--- Exercise brief ---
Below you will find a set of lines. Repeat them all exactly.

--- Data for the task ---
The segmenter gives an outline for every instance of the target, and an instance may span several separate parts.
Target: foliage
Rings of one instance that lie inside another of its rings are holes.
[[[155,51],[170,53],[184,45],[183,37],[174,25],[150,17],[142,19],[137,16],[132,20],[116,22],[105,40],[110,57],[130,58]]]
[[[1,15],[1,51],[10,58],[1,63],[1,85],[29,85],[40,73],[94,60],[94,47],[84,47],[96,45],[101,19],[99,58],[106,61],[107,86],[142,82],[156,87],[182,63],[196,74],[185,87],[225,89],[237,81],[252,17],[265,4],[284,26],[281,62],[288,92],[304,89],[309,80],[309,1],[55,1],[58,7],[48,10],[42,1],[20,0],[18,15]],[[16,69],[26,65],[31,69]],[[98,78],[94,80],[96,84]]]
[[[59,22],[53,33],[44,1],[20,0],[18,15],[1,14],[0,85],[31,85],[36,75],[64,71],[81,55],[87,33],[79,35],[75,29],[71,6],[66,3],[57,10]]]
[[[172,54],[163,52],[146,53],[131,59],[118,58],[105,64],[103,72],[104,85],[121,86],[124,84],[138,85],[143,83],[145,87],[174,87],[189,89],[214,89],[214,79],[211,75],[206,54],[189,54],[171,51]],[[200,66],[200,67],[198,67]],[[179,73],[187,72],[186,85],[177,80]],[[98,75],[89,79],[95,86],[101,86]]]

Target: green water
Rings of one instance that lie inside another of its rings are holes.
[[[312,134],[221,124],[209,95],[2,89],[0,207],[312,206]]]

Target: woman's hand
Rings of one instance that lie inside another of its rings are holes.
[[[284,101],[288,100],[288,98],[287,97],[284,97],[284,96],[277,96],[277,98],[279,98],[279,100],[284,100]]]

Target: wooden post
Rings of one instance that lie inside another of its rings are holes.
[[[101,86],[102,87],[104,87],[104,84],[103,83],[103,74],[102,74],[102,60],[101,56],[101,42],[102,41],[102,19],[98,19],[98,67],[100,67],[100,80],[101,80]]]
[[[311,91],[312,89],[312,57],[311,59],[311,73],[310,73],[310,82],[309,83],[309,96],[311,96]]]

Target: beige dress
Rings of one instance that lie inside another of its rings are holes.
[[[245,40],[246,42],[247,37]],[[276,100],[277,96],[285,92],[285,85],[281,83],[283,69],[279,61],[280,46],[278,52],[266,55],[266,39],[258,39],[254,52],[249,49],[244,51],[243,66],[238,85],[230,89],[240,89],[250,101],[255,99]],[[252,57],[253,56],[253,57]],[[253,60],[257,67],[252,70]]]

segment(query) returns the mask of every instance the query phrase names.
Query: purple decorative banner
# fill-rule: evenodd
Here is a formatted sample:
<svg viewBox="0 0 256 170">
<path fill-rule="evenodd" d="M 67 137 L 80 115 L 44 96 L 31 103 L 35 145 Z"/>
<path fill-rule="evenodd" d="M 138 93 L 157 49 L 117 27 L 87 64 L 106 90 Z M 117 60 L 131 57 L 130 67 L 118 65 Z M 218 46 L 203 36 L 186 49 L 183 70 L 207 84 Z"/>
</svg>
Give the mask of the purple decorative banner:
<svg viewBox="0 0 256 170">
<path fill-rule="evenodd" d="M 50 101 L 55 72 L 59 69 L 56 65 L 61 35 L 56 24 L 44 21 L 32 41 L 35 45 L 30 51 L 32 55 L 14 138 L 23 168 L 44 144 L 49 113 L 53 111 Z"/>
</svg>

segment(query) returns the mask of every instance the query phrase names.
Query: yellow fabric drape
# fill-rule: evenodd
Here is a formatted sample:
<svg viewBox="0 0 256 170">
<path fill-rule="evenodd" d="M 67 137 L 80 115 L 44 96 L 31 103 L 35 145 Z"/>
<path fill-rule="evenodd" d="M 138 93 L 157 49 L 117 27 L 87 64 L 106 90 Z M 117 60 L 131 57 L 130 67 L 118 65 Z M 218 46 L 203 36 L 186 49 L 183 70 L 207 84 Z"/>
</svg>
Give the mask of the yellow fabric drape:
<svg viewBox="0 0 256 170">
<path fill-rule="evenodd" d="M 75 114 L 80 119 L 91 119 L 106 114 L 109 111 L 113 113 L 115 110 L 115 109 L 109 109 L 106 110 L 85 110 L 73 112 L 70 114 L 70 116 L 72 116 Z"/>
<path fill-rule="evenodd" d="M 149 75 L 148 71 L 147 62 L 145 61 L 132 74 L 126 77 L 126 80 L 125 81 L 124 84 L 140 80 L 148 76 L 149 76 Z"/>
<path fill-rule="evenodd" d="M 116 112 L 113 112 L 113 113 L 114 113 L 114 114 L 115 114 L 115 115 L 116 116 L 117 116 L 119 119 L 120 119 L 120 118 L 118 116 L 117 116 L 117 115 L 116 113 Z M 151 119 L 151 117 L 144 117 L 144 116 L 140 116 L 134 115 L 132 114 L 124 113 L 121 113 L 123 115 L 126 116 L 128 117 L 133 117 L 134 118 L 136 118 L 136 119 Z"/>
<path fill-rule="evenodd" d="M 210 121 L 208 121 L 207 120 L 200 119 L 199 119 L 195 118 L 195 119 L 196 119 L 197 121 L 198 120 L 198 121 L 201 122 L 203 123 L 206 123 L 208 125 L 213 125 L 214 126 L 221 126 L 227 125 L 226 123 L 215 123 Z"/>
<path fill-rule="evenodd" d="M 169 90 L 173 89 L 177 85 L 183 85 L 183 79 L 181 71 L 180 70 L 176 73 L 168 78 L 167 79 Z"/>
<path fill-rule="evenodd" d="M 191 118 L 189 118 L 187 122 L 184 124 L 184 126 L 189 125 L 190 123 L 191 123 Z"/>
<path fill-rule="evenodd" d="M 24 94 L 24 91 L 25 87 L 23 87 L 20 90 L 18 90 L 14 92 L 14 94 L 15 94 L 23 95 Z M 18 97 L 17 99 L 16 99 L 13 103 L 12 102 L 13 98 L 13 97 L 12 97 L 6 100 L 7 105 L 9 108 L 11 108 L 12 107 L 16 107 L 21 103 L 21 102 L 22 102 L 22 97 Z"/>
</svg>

--- Written reply ---
The segmenter gives an outline for every instance of the target, and an instance may span several separate parts.
Target: foliage
Rings of one instance that lie inside another of its rings are holes.
[[[155,51],[170,53],[184,45],[183,37],[174,25],[150,17],[142,19],[137,16],[132,20],[116,22],[105,40],[110,57],[130,58]]]
[[[1,15],[1,51],[10,58],[1,63],[1,85],[29,85],[40,73],[94,60],[94,47],[84,47],[96,45],[101,19],[99,58],[106,61],[107,86],[142,82],[156,87],[182,63],[196,74],[185,87],[225,89],[237,81],[252,17],[265,4],[284,26],[281,62],[288,92],[304,89],[309,80],[309,1],[55,1],[58,7],[48,10],[42,1],[20,0],[18,15]],[[16,69],[26,65],[31,69]],[[98,78],[94,80],[96,84]]]
[[[59,22],[53,33],[44,1],[20,0],[18,15],[1,14],[0,85],[31,85],[36,75],[64,71],[81,55],[87,33],[79,35],[75,29],[71,6],[66,3],[57,10]]]
[[[172,54],[163,52],[146,53],[131,59],[118,58],[105,64],[103,72],[104,85],[121,86],[124,84],[138,85],[143,83],[145,87],[174,87],[189,89],[214,89],[214,79],[211,75],[206,54],[189,54],[171,51]],[[200,66],[200,67],[198,67]],[[179,73],[187,72],[186,85],[177,80]],[[98,75],[89,79],[95,86],[101,86]]]

Target: green water
Rings of one instance that lie inside another of its rings are holes.
[[[312,134],[221,124],[209,95],[2,89],[0,207],[312,206]]]

Target: woman's hand
Rings of one instance that lie inside another of its rings are holes.
[[[284,101],[288,100],[288,98],[287,97],[284,97],[284,96],[277,96],[277,98],[279,98],[279,100],[284,100]]]

Target: wooden post
Rings of one instance that lie inside another of its rings are holes.
[[[101,86],[102,87],[104,87],[104,84],[103,83],[103,74],[102,74],[102,60],[101,56],[101,42],[102,41],[102,19],[98,19],[98,67],[100,67],[100,80],[101,80]]]
[[[311,91],[312,89],[312,57],[311,59],[311,73],[310,73],[310,82],[309,83],[309,96],[311,96]]]

Target: beige dress
Rings of one instance that lie inside another of its rings are holes.
[[[245,40],[246,42],[247,37]],[[276,100],[277,96],[285,92],[285,85],[281,83],[283,69],[279,61],[280,46],[278,52],[266,55],[266,39],[258,39],[254,52],[249,49],[244,51],[243,66],[238,85],[230,89],[240,89],[250,101],[255,99]],[[252,57],[253,56],[253,57]],[[253,60],[257,67],[252,70]]]

segment(query) returns the mask of every instance the query phrase names.
Query: purple decorative banner
# fill-rule: evenodd
Here is a formatted sample:
<svg viewBox="0 0 256 170">
<path fill-rule="evenodd" d="M 67 137 L 80 115 L 44 96 L 31 103 L 35 145 Z"/>
<path fill-rule="evenodd" d="M 138 93 L 157 49 L 117 27 L 87 64 L 106 90 Z M 117 60 L 131 57 L 130 67 L 118 65 Z M 218 46 L 203 36 L 186 49 L 183 70 L 207 84 Z"/>
</svg>
Give the mask of the purple decorative banner:
<svg viewBox="0 0 256 170">
<path fill-rule="evenodd" d="M 50 101 L 55 72 L 59 69 L 56 65 L 61 35 L 56 24 L 44 21 L 32 41 L 35 45 L 30 51 L 32 55 L 14 138 L 23 168 L 44 144 L 49 113 L 53 111 Z"/>
</svg>

segment(query) returns the mask of every instance the query phrase names.
Query: yellow fabric drape
# fill-rule: evenodd
Here is a formatted sample:
<svg viewBox="0 0 256 170">
<path fill-rule="evenodd" d="M 67 137 L 80 115 L 44 96 L 31 103 L 35 145 Z"/>
<path fill-rule="evenodd" d="M 138 93 L 157 49 L 117 27 L 87 64 L 106 90 Z M 117 60 L 131 57 L 130 67 L 118 65 Z M 218 46 L 203 36 L 186 49 L 183 70 L 207 84 Z"/>
</svg>
Give the mask of the yellow fabric drape:
<svg viewBox="0 0 256 170">
<path fill-rule="evenodd" d="M 75 114 L 80 119 L 91 119 L 106 114 L 109 111 L 113 113 L 115 110 L 115 109 L 109 109 L 106 110 L 85 110 L 73 112 L 70 114 L 70 116 L 72 116 Z"/>
<path fill-rule="evenodd" d="M 149 75 L 148 71 L 147 62 L 145 61 L 132 74 L 126 77 L 126 80 L 125 81 L 124 84 L 140 80 L 148 76 L 149 76 Z"/>
<path fill-rule="evenodd" d="M 116 112 L 113 112 L 113 113 L 114 113 L 114 114 L 115 114 L 115 115 L 116 116 L 117 116 L 119 119 L 120 119 L 120 118 L 118 116 L 117 116 L 117 115 L 116 113 Z M 151 119 L 151 117 L 144 117 L 144 116 L 140 116 L 134 115 L 132 114 L 124 113 L 121 113 L 123 115 L 126 116 L 128 117 L 133 117 L 134 118 L 136 118 L 136 119 Z"/>
<path fill-rule="evenodd" d="M 210 121 L 208 121 L 207 120 L 200 119 L 199 119 L 195 118 L 195 119 L 196 119 L 197 121 L 198 120 L 198 121 L 201 122 L 203 123 L 206 123 L 208 125 L 213 125 L 214 126 L 221 126 L 227 125 L 226 123 L 215 123 Z"/>
<path fill-rule="evenodd" d="M 169 90 L 173 89 L 177 85 L 183 85 L 183 79 L 181 71 L 180 70 L 176 73 L 168 78 L 167 79 Z"/>
<path fill-rule="evenodd" d="M 191 118 L 189 118 L 187 122 L 184 124 L 184 126 L 189 125 L 190 123 L 191 123 Z"/>
<path fill-rule="evenodd" d="M 24 94 L 24 91 L 25 87 L 23 87 L 20 90 L 18 90 L 14 92 L 14 94 L 15 94 L 23 95 Z M 18 97 L 17 99 L 16 99 L 13 103 L 12 102 L 13 98 L 13 97 L 12 97 L 6 100 L 7 105 L 9 108 L 11 108 L 12 107 L 16 107 L 21 103 L 21 102 L 22 102 L 22 97 Z"/>
</svg>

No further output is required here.